**Work required:**
Any images in the material are to be dropped while every line is retyped exactly.

━━ Raw data

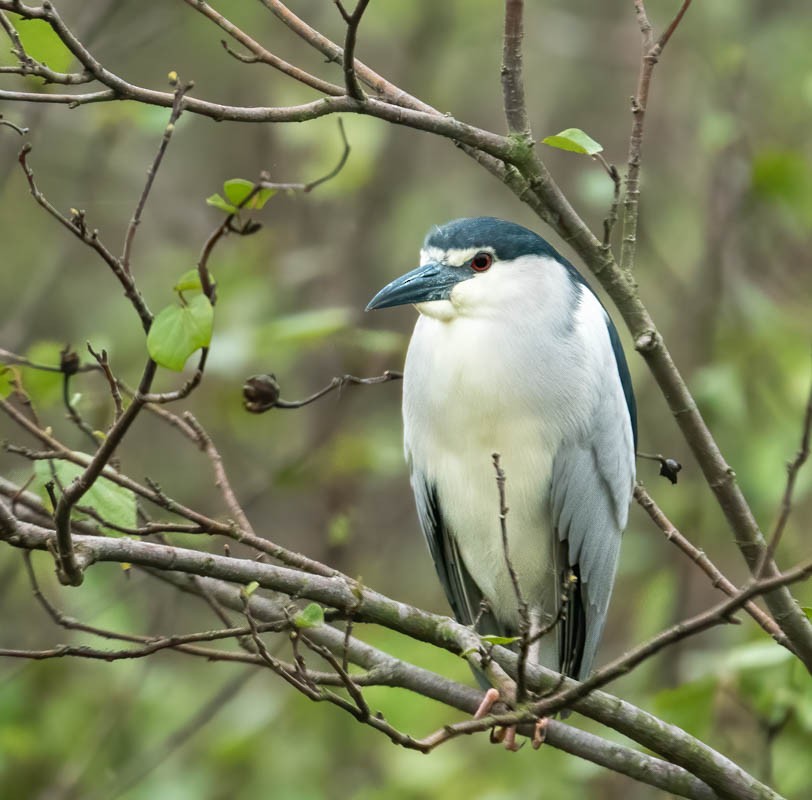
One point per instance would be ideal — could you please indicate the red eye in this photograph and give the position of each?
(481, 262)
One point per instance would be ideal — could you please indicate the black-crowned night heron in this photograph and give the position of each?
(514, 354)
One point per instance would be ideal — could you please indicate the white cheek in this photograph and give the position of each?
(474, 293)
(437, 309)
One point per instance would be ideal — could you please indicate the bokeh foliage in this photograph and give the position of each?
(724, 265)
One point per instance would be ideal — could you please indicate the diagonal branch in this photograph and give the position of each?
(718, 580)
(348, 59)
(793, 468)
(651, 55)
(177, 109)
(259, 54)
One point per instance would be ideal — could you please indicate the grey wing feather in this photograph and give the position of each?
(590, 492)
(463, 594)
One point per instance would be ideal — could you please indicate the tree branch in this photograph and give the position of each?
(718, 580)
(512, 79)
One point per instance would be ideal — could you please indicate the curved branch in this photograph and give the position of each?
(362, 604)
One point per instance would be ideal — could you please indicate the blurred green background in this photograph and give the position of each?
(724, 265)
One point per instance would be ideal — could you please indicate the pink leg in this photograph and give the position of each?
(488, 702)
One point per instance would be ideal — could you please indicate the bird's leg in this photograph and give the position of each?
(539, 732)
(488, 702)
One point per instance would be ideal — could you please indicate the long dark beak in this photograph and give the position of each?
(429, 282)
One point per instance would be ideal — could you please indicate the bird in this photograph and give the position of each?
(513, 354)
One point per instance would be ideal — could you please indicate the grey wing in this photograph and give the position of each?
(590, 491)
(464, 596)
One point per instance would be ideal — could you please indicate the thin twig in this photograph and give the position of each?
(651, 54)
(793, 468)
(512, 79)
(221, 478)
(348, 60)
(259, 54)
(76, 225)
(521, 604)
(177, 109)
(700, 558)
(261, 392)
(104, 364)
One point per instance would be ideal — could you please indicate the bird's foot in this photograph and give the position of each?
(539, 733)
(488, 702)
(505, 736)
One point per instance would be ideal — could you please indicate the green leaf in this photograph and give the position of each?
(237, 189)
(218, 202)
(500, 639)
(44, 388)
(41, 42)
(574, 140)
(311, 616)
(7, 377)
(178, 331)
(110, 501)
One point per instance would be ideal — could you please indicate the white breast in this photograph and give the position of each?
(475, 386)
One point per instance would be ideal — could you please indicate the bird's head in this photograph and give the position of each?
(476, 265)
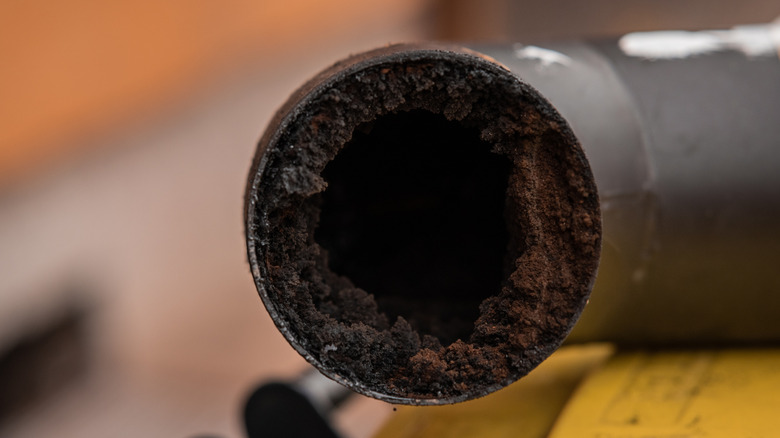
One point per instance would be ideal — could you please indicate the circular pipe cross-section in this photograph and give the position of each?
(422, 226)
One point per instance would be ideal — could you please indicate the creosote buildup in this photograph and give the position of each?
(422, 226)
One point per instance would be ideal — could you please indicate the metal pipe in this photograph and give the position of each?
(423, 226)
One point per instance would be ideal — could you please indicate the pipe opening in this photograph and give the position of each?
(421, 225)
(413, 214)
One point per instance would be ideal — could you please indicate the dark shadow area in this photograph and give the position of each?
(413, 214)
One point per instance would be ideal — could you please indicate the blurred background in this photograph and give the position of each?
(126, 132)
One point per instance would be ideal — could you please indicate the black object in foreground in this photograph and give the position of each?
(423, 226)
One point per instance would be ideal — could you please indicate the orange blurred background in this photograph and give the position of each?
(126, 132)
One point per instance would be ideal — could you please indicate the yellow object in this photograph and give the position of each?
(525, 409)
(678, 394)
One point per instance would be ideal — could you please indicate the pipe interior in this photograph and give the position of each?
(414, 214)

━━━━

**Answer for this exercise:**
One point per instance would be ideal — could you please indicate the red eye in this photograph and give the position of each?
(481, 262)
One point per instance would be ideal — could you please indicate the black-crowned night heron in this photograph and give the position of each?
(514, 354)
One point per instance would be ideal — could you please indicate the white cheek in this photograph and give the position of each?
(474, 293)
(437, 309)
One point per instance would be ideal — could you please indicate the bokeh foliage in this photograph and give the position of each?
(724, 265)
One point per instance would be ideal — could you please indicate the diagonal branch in this photograph and give the position of each?
(718, 580)
(348, 59)
(793, 468)
(651, 55)
(177, 109)
(259, 54)
One point per instance would be ideal — could you please indicate the grey wing feather in this photograph and give the position of each?
(590, 492)
(463, 594)
One point per instance would be ideal — could you please indicate the tree branch in this photograph and give the position of each?
(718, 580)
(512, 79)
One point per instance would be ideal — could you please indicate the curved branch in this photograph and give the position of each?
(362, 604)
One point per instance would be ideal — could you please indicate the blurred green background in this photograph and give the position of each?
(724, 265)
One point per instance would be ideal — could you please indicate the pink leg in this photograph and give the position of each?
(488, 702)
One point per instance would be ideal — could you please indicate the bird's leg in this photograph and give the position of each?
(539, 732)
(488, 702)
One point per instance would be ideal — could you please indicate the long dark beak in this photograph and give the position of each?
(429, 282)
One point per instance would be ideal — could you please indicate the bird in this photograph and give the position of each?
(513, 354)
One point per instance would be ideal — could you please indicate the grey wing in this photograph and give the position of each?
(590, 491)
(464, 596)
One point per instance would be ideal — could you please indicate the thin twig in this photograph and give the position of each?
(651, 54)
(793, 468)
(512, 79)
(221, 478)
(348, 60)
(259, 54)
(76, 225)
(521, 604)
(177, 109)
(700, 558)
(261, 392)
(104, 364)
One point per instance would be ideal — could you please indicate the bird's foot in this photograph and give the position of each?
(539, 733)
(488, 702)
(505, 736)
One point per instance would be ideal — could you please indicate the green leaf in this photograph and give the position of each?
(237, 189)
(218, 202)
(500, 639)
(44, 388)
(41, 42)
(574, 140)
(311, 616)
(7, 377)
(178, 331)
(110, 501)
One point per instance would be ideal — could you please indicate the white breast in this photograph and give the position of each?
(475, 386)
One point per instance would be ideal — could you please indicate the bird's head in this photograph and give the position of each?
(476, 265)
One point per instance would be ideal — could you please indicate the circular pipe cross-section in this photograph and give the position of each?
(422, 226)
One point per instance would be ideal — could you please indicate the creosote buildup in this photograph and give the position of each?
(422, 226)
One point per instance would be ideal — could you please indicate the metal pipe in this photograph and give the position of each?
(423, 226)
One point per instance would be ideal — could you please indicate the pipe opening in this photograph and give the position of each?
(421, 225)
(413, 214)
One point per instance would be ideal — could you please indicate the dark shadow area in this photograph and give the position of each?
(413, 214)
One point per instance would be ideal — could you please indicate the blurred background in this photograph and give the position of each?
(126, 132)
One point per instance would be ideal — could you please indicate the black object in foreground in this photograph and give the position of each?
(423, 226)
One point per instance would be ideal — could you please indicate the orange blurred background in this photograph and give the position of each?
(126, 132)
One point per instance would be ideal — could you please indicate the yellow object in this photograph and give the position of each?
(525, 409)
(678, 394)
One point per instance would be ideal — could you please indicate the pipe interior in this photograph and give the position of each?
(414, 214)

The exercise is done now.